* _課題内容 A_:
文書抜粋によると、和紙のプロトタイプ制作はどこで行われましたか。
* _課題内容 B_:
文書抜粋のうち、「Silver賞 テクノロジーによるマテリアルの拡張/株式会社博展、川原製作所」で始まり「グプロセスが評価されました。」まで続く部分を、一字も変えずに書き写してください。

* _文書抜粋_:
□ □ □

R&D / Prototype部門 Gold受賞は、「AIに嗅覚を授ける」をコンセプトとする“においセンサー”「AI Olfactory Sensor」。ディスプレイ技術を活用した独自の「においセンサー」で、見えないにおいを画像化し、AIの画像処理技術を組み合わせることで複雑なにおいの判別が可能になった。この技術によって嗅覚の仕組みを再現することで、品質管理、状態把握など様々な分野に応用できるとされている。

〈審査員コメント〉
液晶ディスプレイの量産技術や装置の転用、プラズマ放電技術を用いた匂い分子のイオン化といった自社の強みを掛け合わせ、自社にとって新たな事業領域である嗅覚センシングのプロトタイプを実現したチャレンジが評価されました。

〈受賞コメント〉
私たちの目標は、匂いの特定をより客観的にすること。 人間の目を模倣するセンサー(例:カメラ)は一般的だが、嗅覚を模倣するセンサーは少ないです。ユニークな画像から匂いを認識することが、QRコードをスキャンすることと同じくらい簡単になる世界を想像しています。(アベシンゲレシヤン マドゥカ氏/シャープ株式会社)

Silver賞 テクノロジーによるマテリアルの拡張/株式会社博展、川原製作所

05 テクノロジーによるマテリアルの拡張

R&D / Prototype部門 Silver受賞は、伝統工芸であり、サステナブルマテリアルである和紙を、テクノロジーの力で拡張する試みの「テクノロジーによるマテリアルの拡張」プロジェクト。構成物質が全て天然由来であり土に還るマテリアルである和紙に着目し、テクノロジーとデザインの境界がない表現を目指しディスカッションや実験を重ねた。富山で和紙制作を行う和紙職人の川原氏ともコラボレーションし、川原製作所にて様々な和紙のプロトタイプ制作を行った。

〈審査員コメント〉
エンジニアが職人からマテリアルの作り方を学び、実際に手を動かして理解を深め、自ら作ることを通じて行ったプロトタイピングプロセスが評価されました。

Bronze賞 コンピュテーショナル食感デザインプロジェクト/高次素材設計技術研究舎 -Melt.、Byte Bites inc.

06 コンピュテーショナル食感デザインプロジェクト

R&D / Prototype部門 Silver受賞は、デジタルファブリケーション技術とコンピュテーショナルデザインを組み合わせた新しい食感・食品生成プロセスを発明するための試み「コンピュテーショナル食感デザインプロジェクト」。触覚やコンピュテーショナルデザイン、自然言語処理、機械学習、デジタルファブリケーションなど多分野の知見との横断的な議論、プロトタイプを通じて「オノマトペを食べること」が当たり前に存在する世界を目指している。

□ □ □

* _提供データ_:

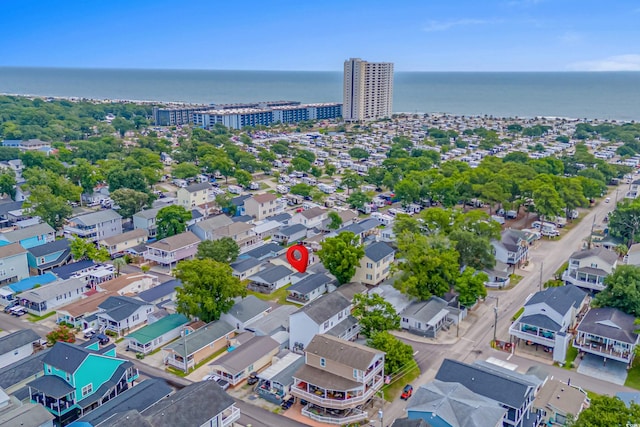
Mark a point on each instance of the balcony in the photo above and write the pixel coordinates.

□ □ □

* _出力全文 A_:
川原製作所で行われました。

* _出力全文 B_:
Silver賞 テクノロジーによるマテリアルの拡張/株式会社博展、川原製作所

05 テクノロジーによるマテリアルの拡張

R&D / Prototype部門 Silver受賞は、伝統工芸であり、サステナブルマテリアルである和紙を、テクノロジーの力で拡張する試みの「テクノロジーによるマテリアルの拡張」プロジェクト。構成物質が全て天然由来であり土に還るマテリアルである和紙に着目し、テクノロジーとデザインの境界がない表現を目指しディスカッションや実験を重ねた。富山で和紙制作を行う和紙職人の川原氏ともコラボレーションし、川原製作所にて様々な和紙のプロトタイプ制作を行った。

〈審査員コメント〉
エンジニアが職人からマテリアルの作り方を学び、実際に手を動かして理解を深め、自ら作ることを通じて行ったプロトタイピングプロセスが評価されました。